- [EXERCISE]:
Write out all of the records below again, swapping every "sample run" for "demo run" and leaving everything else unchanged.

(Records excerpted from a collection)
begin

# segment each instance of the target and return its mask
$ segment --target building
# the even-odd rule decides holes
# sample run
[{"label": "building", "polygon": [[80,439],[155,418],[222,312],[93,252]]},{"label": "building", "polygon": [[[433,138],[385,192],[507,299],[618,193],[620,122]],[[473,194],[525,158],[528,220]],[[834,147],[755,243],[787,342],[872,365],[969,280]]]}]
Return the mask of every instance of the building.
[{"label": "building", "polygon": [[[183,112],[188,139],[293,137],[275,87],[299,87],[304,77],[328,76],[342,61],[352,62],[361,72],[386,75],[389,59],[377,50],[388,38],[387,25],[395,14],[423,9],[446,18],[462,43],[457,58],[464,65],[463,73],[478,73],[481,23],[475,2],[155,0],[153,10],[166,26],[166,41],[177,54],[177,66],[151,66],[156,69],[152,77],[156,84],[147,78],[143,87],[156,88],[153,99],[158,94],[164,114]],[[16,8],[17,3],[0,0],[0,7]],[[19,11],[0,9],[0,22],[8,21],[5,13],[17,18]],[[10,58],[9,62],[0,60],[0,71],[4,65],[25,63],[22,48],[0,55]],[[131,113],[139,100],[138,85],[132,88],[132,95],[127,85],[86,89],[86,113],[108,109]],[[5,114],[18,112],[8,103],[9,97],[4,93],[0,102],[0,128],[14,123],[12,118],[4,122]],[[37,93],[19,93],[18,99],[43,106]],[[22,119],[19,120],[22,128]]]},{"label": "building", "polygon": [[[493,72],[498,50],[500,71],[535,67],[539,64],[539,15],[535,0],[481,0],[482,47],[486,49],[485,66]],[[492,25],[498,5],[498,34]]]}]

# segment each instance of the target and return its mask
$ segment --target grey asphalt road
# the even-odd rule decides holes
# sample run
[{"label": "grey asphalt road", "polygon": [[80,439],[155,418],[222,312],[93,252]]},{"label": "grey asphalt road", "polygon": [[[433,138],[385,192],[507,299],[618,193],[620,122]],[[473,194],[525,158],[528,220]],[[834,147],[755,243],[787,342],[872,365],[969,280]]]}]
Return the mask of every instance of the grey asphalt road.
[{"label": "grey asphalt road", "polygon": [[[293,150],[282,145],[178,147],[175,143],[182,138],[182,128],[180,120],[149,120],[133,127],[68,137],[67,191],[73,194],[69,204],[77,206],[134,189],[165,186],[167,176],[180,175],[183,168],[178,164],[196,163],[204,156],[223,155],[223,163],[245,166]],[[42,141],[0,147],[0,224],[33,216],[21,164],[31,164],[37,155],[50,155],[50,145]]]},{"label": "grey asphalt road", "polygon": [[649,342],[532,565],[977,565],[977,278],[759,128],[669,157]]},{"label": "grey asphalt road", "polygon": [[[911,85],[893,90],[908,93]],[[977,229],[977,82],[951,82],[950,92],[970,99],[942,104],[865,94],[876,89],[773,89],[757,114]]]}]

end

- [OUTPUT OF THE TASK]:
# segment each instance of the target and return its mask
$ segment --target building
# the even-odd rule decides holes
# demo run
[{"label": "building", "polygon": [[80,439],[155,418],[222,312],[93,252]]},{"label": "building", "polygon": [[[433,138],[385,192],[507,299],[618,193],[620,122]],[[473,194],[525,158],[528,220]],[[834,147],[755,243],[787,342],[872,365],[969,280]]]}]
Return the mask of every instance of the building.
[{"label": "building", "polygon": [[[183,112],[188,139],[293,137],[275,87],[299,87],[304,77],[328,76],[342,61],[352,62],[361,72],[386,75],[389,59],[377,50],[388,38],[387,25],[395,14],[423,9],[446,18],[462,43],[457,58],[464,65],[463,73],[478,73],[481,23],[475,2],[155,0],[153,10],[166,26],[166,41],[177,54],[177,66],[151,66],[156,69],[152,77],[156,84],[147,78],[143,87],[156,88],[153,99],[158,94],[164,114]],[[16,8],[17,3],[0,0],[0,7]],[[19,11],[0,9],[0,22],[8,21],[5,13],[17,18]],[[10,58],[9,62],[0,60],[0,71],[4,65],[25,63],[22,48],[0,55]],[[131,113],[139,100],[138,85],[132,88],[132,95],[127,85],[86,89],[86,113],[108,109]],[[5,114],[18,112],[8,103],[9,97],[4,93],[0,102],[0,128],[14,123],[12,118],[4,122]],[[37,93],[19,93],[18,99],[43,106]],[[22,119],[19,120],[22,128]]]},{"label": "building", "polygon": [[[493,72],[498,50],[500,71],[535,67],[539,64],[539,15],[535,0],[481,0],[482,47],[486,49],[485,66]],[[492,25],[498,5],[498,34]]]}]

# segment each instance of the target and return its mask
$ segment --target grey asphalt road
# the even-odd rule decides holes
# demo run
[{"label": "grey asphalt road", "polygon": [[80,439],[155,418],[222,312],[93,252]]},{"label": "grey asphalt road", "polygon": [[[433,138],[385,192],[507,299],[618,193],[620,122]],[[473,194],[525,158],[528,220]],[[834,147],[755,243],[787,342],[872,365],[969,280]]]}]
Return the mask of every instance of the grey asphalt road.
[{"label": "grey asphalt road", "polygon": [[[293,150],[282,145],[178,147],[175,143],[182,138],[182,128],[180,120],[149,120],[133,127],[68,137],[67,191],[73,194],[69,204],[77,206],[134,189],[165,186],[167,176],[180,175],[183,168],[178,164],[196,163],[204,156],[223,155],[223,163],[245,166]],[[42,141],[0,147],[0,224],[33,216],[21,164],[31,164],[37,155],[50,155],[50,145]]]},{"label": "grey asphalt road", "polygon": [[649,342],[532,565],[977,565],[977,278],[759,128],[669,157]]},{"label": "grey asphalt road", "polygon": [[[911,85],[893,90],[908,93]],[[977,229],[977,82],[951,82],[950,92],[970,99],[942,104],[865,94],[876,89],[773,89],[757,114]]]}]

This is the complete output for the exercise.